Records for the exercise:
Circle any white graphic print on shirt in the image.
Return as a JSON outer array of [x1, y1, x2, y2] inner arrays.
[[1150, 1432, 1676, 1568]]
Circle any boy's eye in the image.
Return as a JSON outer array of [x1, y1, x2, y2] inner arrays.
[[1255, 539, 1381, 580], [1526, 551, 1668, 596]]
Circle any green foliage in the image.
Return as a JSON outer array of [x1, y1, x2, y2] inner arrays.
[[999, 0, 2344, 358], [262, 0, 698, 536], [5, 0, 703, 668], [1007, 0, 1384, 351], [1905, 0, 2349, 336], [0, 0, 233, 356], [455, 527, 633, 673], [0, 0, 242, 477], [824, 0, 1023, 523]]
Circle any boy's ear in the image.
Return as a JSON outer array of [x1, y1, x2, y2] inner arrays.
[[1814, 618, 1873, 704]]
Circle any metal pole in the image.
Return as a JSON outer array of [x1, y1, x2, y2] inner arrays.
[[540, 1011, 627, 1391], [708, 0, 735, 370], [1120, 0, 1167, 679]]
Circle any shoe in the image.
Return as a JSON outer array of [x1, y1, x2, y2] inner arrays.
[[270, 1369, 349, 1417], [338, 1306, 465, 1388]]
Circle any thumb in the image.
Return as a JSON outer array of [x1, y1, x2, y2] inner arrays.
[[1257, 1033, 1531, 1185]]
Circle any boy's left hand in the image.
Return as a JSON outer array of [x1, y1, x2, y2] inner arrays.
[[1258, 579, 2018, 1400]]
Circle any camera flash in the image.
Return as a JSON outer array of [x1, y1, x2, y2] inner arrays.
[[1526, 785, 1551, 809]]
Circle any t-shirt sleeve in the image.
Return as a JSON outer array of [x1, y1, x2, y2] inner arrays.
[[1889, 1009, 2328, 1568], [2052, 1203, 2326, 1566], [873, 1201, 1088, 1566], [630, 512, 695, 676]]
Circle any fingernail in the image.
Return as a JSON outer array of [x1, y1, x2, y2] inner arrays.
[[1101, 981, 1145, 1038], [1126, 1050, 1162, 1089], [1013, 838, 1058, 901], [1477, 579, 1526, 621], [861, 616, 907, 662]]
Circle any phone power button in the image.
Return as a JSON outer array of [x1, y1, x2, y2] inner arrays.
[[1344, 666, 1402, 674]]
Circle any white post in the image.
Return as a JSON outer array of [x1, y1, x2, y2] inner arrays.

What the task requires: Across the entries above, find each line with the word "shirt" and please copy it out.

Answer section:
Circle any white graphic print on shirt in the image.
Circle any t-shirt sleeve in the image.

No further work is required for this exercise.